| Exercise description |
Search the entries below for the word "bucket" and copy each line that has it.

<<<<

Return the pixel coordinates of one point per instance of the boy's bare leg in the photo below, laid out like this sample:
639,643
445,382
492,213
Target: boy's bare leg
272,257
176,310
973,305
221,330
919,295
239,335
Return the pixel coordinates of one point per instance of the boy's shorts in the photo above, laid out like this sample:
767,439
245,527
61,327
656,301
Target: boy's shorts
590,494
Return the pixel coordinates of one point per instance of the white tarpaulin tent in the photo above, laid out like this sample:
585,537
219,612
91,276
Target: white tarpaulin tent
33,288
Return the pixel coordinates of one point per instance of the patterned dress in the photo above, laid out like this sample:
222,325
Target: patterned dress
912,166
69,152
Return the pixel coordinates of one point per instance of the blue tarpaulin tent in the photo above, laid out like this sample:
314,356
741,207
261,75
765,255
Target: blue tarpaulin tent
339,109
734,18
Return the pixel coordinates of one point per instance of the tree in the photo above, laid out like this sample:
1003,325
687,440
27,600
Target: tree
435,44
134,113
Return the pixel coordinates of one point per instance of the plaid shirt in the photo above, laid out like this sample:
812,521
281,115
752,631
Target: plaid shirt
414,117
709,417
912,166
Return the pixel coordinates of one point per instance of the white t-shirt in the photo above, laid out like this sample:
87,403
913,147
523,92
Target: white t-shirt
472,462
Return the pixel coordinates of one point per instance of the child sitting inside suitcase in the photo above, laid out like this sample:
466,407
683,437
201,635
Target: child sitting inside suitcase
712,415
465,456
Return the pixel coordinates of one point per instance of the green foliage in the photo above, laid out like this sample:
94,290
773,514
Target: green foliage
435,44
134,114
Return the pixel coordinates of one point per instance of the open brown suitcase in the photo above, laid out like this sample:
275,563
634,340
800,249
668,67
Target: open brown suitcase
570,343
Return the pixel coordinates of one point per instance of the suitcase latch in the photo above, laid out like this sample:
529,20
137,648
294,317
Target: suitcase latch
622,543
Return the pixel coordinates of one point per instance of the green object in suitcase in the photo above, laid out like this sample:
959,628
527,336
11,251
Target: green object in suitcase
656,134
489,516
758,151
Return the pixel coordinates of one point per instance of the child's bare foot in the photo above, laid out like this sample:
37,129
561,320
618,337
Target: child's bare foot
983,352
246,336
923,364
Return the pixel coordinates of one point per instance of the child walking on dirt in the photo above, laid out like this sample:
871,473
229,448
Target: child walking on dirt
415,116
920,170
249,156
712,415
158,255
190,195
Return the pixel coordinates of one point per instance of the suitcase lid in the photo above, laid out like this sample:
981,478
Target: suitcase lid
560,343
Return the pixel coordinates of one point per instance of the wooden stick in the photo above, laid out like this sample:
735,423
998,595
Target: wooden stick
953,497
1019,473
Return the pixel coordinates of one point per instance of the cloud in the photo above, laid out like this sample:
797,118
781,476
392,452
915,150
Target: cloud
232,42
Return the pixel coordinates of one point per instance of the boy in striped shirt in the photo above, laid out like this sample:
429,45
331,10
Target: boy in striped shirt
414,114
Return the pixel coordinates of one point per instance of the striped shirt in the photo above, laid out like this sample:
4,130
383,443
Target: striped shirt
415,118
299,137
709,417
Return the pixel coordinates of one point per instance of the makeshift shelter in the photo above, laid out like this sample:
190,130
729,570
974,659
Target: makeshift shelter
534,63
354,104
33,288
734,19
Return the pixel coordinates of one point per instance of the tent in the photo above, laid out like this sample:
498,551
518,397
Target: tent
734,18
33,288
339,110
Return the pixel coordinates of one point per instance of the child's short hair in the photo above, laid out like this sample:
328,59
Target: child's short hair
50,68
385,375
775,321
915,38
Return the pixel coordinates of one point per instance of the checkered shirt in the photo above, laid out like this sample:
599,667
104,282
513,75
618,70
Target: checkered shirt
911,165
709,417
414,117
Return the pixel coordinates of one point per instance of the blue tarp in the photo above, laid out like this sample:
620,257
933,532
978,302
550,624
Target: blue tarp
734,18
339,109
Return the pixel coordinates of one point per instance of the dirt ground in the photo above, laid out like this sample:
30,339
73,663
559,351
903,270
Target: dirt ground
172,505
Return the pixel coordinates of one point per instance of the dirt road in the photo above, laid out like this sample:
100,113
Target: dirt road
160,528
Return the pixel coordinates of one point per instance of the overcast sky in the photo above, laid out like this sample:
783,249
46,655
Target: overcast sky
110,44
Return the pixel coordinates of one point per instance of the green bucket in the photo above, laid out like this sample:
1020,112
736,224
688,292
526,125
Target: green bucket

>>>>

| Response below |
Return the pixel coordinates of one point per instance of the green bucket in the photo above, laid out like this sample:
Target: green bucket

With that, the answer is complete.